**How to complete this task**
Write out exactly, please, every line from the beginning of the entries to the line holding "106L256 101L261 140L249", and no pictures.

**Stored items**
#####

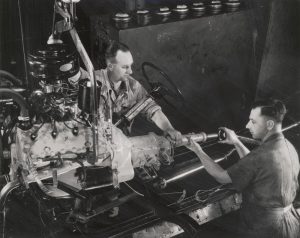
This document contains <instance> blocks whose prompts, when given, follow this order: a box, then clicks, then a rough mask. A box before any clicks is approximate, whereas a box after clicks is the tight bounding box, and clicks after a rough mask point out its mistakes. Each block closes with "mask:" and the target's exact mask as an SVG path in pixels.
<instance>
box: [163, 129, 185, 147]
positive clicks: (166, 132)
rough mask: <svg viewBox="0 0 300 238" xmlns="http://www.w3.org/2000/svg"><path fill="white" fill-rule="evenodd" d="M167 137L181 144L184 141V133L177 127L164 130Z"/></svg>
mask: <svg viewBox="0 0 300 238" xmlns="http://www.w3.org/2000/svg"><path fill="white" fill-rule="evenodd" d="M164 135H165V137H168V138H169V139H170V140H171V142H172V143H174V144H181V143H182V134H181V133H180V132H179V131H177V130H175V129H168V130H165V131H164Z"/></svg>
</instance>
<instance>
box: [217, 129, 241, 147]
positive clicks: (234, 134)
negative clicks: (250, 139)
mask: <svg viewBox="0 0 300 238" xmlns="http://www.w3.org/2000/svg"><path fill="white" fill-rule="evenodd" d="M220 129H222V130H223V131H224V132H225V134H226V139H225V140H222V141H220V143H226V144H230V145H235V144H237V143H238V142H239V138H238V137H237V135H236V134H235V132H234V131H233V130H230V129H228V128H226V127H221V128H220Z"/></svg>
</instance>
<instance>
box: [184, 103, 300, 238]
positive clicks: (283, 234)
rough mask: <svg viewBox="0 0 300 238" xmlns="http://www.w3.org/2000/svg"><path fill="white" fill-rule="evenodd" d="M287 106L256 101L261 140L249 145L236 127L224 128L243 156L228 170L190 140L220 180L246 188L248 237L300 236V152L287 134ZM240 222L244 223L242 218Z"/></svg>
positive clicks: (206, 166)
mask: <svg viewBox="0 0 300 238" xmlns="http://www.w3.org/2000/svg"><path fill="white" fill-rule="evenodd" d="M285 114H286V108H285V106H284V104H283V103H282V102H281V101H278V100H267V101H259V102H256V103H255V104H254V105H253V107H252V110H251V113H250V117H249V122H248V124H247V126H246V127H247V128H248V129H249V130H250V132H251V134H252V136H253V138H254V139H259V140H261V145H260V146H259V147H257V148H256V149H254V150H253V151H251V152H250V151H249V150H248V149H247V148H246V147H245V146H244V145H243V144H242V142H241V141H240V140H239V139H238V137H237V135H236V134H235V132H234V131H232V130H229V129H227V128H223V129H224V130H225V133H226V140H225V141H224V143H228V144H232V145H234V146H235V148H236V150H237V152H238V154H239V156H240V158H241V159H240V160H239V161H238V162H237V163H236V164H234V165H233V166H231V167H230V168H228V169H227V170H224V169H223V168H221V167H220V166H219V165H218V164H217V163H215V162H214V161H213V160H212V159H211V158H210V157H209V156H208V155H207V154H206V153H205V152H204V151H203V150H202V148H201V147H200V145H198V144H197V143H195V142H194V141H191V144H190V145H189V146H188V148H190V149H191V150H193V151H194V152H195V153H196V155H197V156H198V157H199V158H200V160H201V162H202V164H203V165H204V167H205V169H206V170H207V172H208V173H209V174H210V175H212V176H213V177H214V178H215V179H216V180H217V181H218V182H220V183H223V184H229V183H232V185H233V187H234V188H235V189H236V190H237V191H240V192H242V197H243V202H242V206H241V209H240V224H239V230H240V234H241V236H242V237H255V238H258V237H261V238H268V237H272V238H296V237H300V234H299V230H300V225H299V215H298V213H297V211H296V210H295V209H294V207H293V205H292V203H293V201H294V199H295V196H296V193H297V190H298V174H299V158H298V154H297V152H296V150H295V148H294V146H293V145H292V144H291V143H290V142H289V141H288V140H287V139H285V137H284V135H283V134H282V132H281V130H282V121H283V119H284V116H285ZM237 225H238V224H237Z"/></svg>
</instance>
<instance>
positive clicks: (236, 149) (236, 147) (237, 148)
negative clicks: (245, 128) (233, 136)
mask: <svg viewBox="0 0 300 238" xmlns="http://www.w3.org/2000/svg"><path fill="white" fill-rule="evenodd" d="M234 147H235V148H236V151H237V152H238V154H239V156H240V158H243V157H245V156H246V155H247V154H249V153H250V150H249V149H248V148H247V147H246V146H245V145H244V144H243V143H242V142H241V141H240V140H238V141H237V142H236V143H234Z"/></svg>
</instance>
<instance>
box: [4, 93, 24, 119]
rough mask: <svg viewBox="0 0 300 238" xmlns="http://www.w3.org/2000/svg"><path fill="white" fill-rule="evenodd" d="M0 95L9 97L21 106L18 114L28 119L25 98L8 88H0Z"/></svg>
mask: <svg viewBox="0 0 300 238" xmlns="http://www.w3.org/2000/svg"><path fill="white" fill-rule="evenodd" d="M0 95H1V96H7V97H11V98H12V99H13V100H14V101H15V102H16V103H17V104H18V105H19V106H20V108H21V111H20V116H21V117H22V118H28V119H29V110H28V108H29V106H28V104H27V103H26V101H25V99H24V98H23V97H22V96H21V95H20V94H19V93H17V92H15V91H14V90H12V89H9V88H0Z"/></svg>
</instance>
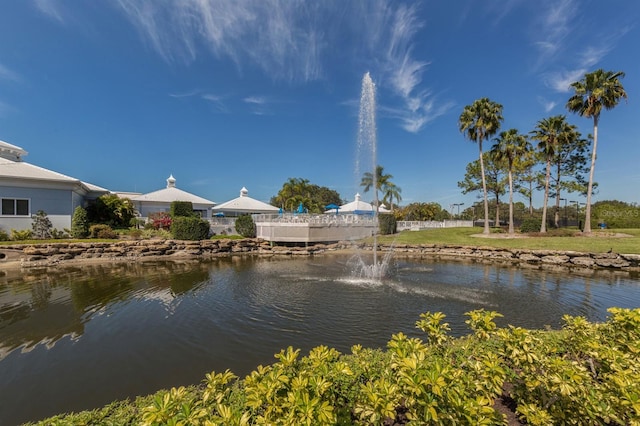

#####

**Response to the exercise**
This document contains <instance> blocks whose prompts, when given, follow this order: a box, then clicks, then a rough mask. A box before any clicks is approximate, whereas a box after clicks is the tight bounding box, and clicks after a rough mask point out its mistakes. Each block closes with "mask:" and the target's exact mask as an SVG path in pixels.
<instance>
box: [163, 129, 185, 147]
positive clicks: (166, 132)
rough mask: <svg viewBox="0 0 300 238" xmlns="http://www.w3.org/2000/svg"><path fill="white" fill-rule="evenodd" d="M167 137L181 144L184 141V133L177 127L164 130Z"/></svg>
mask: <svg viewBox="0 0 300 238" xmlns="http://www.w3.org/2000/svg"><path fill="white" fill-rule="evenodd" d="M164 135H165V137H168V138H169V139H170V140H171V142H172V143H174V144H181V143H182V134H181V133H180V132H179V131H177V130H175V129H168V130H165V131H164Z"/></svg>
</instance>
<instance>
box: [217, 129, 241, 147]
positive clicks: (234, 134)
negative clicks: (250, 139)
mask: <svg viewBox="0 0 300 238" xmlns="http://www.w3.org/2000/svg"><path fill="white" fill-rule="evenodd" d="M220 129H222V130H223V131H224V132H225V134H226V139H225V140H222V141H220V143H226V144H230V145H235V144H237V143H238V142H239V138H238V137H237V135H236V134H235V132H234V131H233V130H230V129H228V128H226V127H221V128H220Z"/></svg>
</instance>
<instance>
box: [184, 103, 300, 238]
positive clicks: (283, 234)
rough mask: <svg viewBox="0 0 300 238" xmlns="http://www.w3.org/2000/svg"><path fill="white" fill-rule="evenodd" d="M287 106L256 101L261 140L249 145L236 127L224 128L243 156L228 170L190 140L220 180L246 188L248 237L300 236V152L287 134ZM240 222L244 223L242 218Z"/></svg>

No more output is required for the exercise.